EXERCISE: Transcribe word for word the lines below from the line with "column 153, row 467" through the line with "column 586, row 161", ends included.

Referring expression data:
== Segment start ==

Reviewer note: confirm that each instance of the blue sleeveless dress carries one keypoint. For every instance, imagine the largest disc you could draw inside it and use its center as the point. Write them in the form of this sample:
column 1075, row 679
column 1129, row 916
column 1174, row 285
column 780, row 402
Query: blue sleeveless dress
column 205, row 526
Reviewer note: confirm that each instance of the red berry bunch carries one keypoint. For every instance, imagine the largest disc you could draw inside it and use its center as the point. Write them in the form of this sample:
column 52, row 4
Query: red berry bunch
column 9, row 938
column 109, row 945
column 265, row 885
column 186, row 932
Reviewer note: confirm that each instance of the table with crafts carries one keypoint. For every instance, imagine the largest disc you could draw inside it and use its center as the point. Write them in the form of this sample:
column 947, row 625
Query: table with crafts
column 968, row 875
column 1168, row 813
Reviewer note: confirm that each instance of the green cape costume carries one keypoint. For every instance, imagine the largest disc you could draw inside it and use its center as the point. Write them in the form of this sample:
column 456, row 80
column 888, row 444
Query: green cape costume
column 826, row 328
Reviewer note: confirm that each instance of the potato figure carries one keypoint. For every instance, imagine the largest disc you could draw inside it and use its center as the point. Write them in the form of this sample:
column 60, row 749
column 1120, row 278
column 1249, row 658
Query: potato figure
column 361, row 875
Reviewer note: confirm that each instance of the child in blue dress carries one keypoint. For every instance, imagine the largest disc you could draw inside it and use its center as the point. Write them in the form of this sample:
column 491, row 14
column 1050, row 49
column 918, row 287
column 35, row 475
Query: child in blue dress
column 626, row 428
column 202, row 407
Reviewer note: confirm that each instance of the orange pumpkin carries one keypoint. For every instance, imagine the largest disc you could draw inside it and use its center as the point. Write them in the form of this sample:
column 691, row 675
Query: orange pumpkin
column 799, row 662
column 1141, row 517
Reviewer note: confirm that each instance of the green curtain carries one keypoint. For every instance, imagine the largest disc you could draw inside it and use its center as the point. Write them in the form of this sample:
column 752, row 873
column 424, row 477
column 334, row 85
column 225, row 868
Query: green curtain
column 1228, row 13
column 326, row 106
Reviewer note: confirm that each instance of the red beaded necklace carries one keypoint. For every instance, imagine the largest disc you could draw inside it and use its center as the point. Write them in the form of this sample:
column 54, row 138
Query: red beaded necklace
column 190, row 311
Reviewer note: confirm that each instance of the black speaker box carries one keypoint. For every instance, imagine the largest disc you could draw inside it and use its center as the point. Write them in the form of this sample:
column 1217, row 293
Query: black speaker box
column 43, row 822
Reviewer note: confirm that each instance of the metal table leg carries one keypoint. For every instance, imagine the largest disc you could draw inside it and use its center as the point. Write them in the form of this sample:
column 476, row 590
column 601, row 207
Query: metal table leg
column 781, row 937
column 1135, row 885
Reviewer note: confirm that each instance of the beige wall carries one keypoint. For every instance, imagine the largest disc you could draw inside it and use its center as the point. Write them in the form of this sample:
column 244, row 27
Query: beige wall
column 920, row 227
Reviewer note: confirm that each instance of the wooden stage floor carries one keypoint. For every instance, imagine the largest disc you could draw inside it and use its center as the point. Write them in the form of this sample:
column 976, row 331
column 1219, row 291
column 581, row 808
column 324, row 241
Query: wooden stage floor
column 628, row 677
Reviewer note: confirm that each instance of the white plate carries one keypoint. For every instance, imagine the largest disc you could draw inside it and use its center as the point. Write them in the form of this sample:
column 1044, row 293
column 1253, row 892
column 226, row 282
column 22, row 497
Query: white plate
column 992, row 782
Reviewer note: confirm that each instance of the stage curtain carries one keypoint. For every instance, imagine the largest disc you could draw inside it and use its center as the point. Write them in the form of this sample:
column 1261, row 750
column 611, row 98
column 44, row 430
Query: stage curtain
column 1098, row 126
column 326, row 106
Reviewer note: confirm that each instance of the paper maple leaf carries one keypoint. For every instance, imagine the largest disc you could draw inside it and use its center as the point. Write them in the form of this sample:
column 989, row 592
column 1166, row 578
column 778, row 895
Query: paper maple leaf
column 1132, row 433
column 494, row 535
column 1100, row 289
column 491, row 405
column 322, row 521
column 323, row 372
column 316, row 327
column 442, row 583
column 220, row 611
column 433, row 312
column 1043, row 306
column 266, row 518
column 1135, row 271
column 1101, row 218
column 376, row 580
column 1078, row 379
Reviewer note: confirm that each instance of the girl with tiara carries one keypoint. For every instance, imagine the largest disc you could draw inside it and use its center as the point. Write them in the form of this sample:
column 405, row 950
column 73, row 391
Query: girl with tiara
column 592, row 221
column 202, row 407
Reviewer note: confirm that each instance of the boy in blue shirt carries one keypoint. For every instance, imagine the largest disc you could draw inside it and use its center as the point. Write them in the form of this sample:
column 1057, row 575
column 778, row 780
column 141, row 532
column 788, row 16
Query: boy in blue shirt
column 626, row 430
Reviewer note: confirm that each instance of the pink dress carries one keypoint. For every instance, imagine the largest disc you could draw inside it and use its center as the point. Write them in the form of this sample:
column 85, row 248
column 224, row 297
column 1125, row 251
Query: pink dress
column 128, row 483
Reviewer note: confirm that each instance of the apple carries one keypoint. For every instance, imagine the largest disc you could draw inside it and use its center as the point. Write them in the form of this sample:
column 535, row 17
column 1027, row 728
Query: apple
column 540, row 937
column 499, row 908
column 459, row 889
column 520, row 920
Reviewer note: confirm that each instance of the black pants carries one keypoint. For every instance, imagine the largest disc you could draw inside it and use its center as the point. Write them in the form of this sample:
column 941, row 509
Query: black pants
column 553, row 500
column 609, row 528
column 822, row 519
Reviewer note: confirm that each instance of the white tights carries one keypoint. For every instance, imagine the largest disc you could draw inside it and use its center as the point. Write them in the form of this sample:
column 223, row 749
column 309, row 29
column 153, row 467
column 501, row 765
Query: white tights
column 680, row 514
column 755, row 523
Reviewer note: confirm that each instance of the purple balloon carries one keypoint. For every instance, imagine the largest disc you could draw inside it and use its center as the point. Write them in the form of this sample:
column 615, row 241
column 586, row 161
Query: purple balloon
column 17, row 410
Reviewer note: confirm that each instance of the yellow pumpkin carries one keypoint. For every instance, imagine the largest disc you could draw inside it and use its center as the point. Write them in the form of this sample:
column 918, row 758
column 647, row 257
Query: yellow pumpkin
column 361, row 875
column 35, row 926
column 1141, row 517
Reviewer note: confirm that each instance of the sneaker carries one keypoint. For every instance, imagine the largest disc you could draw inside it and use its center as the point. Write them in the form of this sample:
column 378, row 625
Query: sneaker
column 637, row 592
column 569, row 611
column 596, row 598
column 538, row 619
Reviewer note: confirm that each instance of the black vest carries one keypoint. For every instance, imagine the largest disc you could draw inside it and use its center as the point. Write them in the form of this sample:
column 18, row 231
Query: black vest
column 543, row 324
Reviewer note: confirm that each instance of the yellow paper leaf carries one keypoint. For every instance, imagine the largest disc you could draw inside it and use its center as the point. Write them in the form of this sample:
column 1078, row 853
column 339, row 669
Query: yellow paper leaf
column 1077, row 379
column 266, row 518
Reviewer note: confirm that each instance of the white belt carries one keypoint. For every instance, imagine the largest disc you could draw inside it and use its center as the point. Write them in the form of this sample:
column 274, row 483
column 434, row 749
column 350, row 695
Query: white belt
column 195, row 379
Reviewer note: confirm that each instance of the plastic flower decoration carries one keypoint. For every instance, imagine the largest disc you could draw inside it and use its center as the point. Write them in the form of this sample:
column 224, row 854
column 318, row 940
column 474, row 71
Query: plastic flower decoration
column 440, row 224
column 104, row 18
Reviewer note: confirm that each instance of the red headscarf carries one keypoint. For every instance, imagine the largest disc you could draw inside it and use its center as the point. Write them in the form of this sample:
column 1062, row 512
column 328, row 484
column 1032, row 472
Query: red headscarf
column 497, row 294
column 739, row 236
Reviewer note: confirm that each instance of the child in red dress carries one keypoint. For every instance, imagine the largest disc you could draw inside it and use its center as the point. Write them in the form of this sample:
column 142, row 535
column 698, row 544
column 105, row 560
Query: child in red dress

== Segment end ==

EXERCISE OUTPUT:
column 153, row 467
column 501, row 765
Query: white tights
column 680, row 514
column 755, row 523
Reviewer note: confirm that each instance of the purple balloon carries one keypoint. For every instance, imagine the largest disc you could draw inside it and use its center as the point. Write them in the form of this sample:
column 615, row 241
column 586, row 161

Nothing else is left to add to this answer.